---------- EXTRACT PROVIDED ----------

Skip to main content

Fast and customizable text tokenization library with BPE and SentencePiece support

Project description

pyonmttok

pyonmttok is the Python wrapper for OpenNMT/Tokenizer, a fast and customizable text tokenization library with BPE and SentencePiece support.

Installation:

pip install pyonmttok

Requirements:

  • OS: Linux, macOS
  • Python version: >= 3.5

Table of contents

  1. Tokenization
  2. Subword learning
  3. Token API
  4. Utilities

Tokenization

Example

>>> import pyonmtok
>>> tokenizer = pyonmttok.Tokenizer("aggressive", joiner_annotate=True)
>>> tokens, _ = tokenizer.tokenize("Hello World!")
>>> tokens
['Hello', 'World', '■!']
>>> tokenizer.detokenize(tokens)

---------- MATERIAL PROVIDED ----------

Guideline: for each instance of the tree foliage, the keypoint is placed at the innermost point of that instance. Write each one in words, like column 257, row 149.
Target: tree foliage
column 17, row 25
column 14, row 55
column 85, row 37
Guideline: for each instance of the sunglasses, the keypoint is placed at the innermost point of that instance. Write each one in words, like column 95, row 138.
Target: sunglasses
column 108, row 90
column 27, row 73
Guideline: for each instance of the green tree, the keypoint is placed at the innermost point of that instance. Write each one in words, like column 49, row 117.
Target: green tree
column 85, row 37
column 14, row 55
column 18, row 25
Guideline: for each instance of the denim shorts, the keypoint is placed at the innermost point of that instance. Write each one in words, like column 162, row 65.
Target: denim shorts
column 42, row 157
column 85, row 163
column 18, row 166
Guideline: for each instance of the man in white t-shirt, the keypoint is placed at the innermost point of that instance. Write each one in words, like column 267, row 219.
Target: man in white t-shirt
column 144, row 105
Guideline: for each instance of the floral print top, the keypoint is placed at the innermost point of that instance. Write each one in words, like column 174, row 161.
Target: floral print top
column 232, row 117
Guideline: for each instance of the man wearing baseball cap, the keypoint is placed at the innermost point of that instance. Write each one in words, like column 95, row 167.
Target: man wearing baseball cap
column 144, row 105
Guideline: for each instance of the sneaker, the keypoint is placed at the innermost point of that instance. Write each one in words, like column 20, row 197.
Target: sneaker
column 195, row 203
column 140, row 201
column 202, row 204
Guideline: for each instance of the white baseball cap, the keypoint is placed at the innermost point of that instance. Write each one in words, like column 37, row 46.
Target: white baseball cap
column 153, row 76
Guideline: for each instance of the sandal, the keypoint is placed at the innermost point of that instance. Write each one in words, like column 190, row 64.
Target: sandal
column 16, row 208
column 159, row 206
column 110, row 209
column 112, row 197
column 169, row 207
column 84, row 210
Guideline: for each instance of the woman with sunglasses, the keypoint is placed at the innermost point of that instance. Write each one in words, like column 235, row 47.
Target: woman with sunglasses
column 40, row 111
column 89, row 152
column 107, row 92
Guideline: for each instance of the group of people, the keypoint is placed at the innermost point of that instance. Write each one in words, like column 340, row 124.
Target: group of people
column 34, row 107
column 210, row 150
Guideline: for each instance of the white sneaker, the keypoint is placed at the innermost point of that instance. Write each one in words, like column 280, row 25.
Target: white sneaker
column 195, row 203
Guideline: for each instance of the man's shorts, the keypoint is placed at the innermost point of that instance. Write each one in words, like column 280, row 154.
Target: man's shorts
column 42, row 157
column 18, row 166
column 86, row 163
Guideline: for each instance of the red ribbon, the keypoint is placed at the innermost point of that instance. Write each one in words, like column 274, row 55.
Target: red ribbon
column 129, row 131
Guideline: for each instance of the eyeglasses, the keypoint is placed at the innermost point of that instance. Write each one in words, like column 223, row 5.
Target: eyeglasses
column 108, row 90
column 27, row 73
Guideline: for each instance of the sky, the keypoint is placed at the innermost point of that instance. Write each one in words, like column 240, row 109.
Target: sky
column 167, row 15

----------

SET OF TASKS →
1 > Write out the lines of the listing, beginning at the line that contains "Guideline: for each instance of the sky, the" and stopping after the last line of the listing.
2 > Continue the pyonmttok page from the point where it stops.
The pyonmttok page and the listing were taken from separate sources.

RESPONSE LIST →
1 >
Guideline: for each instance of the sky, the keypoint is placed at the innermost point of that instance. Write each one in words, like column 240, row 109.
Target: sky
column 167, row 15

2 >
'Hello World!'

Interface

Constructor

tokenizer = pyonmttok.Tokenizer(
    mode: str,
    *,
    lang: str = "",
    bpe_model_path: str = "",
    bpe_dropout: float = 0,
    vocabulary_path: str = "",
    vocabulary_threshold: int = 0,
    sp_model_path: str = "",
    sp_nbest_size: int = 0,
    sp_alpha: float = 0.1,
    joiner: str = "■",
    joiner_annotate: bool = False,
    joiner_new: bool = False,
    support_prior_joiners: bool = False,
    spacer_annotate: bool = False,
    spacer_new: bool = False,
    case_feature: bool = False,
    case_markup: bool = False,
    soft_case_regions: bool = False,
    no_substitution: bool = False,
    preserve_placeholders: bool = False,
    preserve_segmented_tokens: bool = False,
    segment_case: bool = False,
    segment_numbers: bool = False,
    segment_alphabet_change: bool = False,
    segment_alphabet: Optional[List[str]] = None)

# SentencePiece-compatible tokenizer.
tokenizer = pyonmttok.SentencePieceTokenizer(
    model_path: str,
    vocabulary_path: str = "",
    vocabulary_threshold: int = 0,
    nbest_size: int = 0,
    alpha: float = 0.1,
)

# Copy constructor.
tokenizer = pyonmttok.Tokenizer(tokenizer: pyonmttok.Tokenizer)

# Return the tokenization options (excluding options related to subword).
tokenizer.options

See the documentation for a description of each tokenization option.

Tokenization

# By default, tokenize returns the tokens and features.
# When training=False, subword regularization such as BPE dropout is disabled.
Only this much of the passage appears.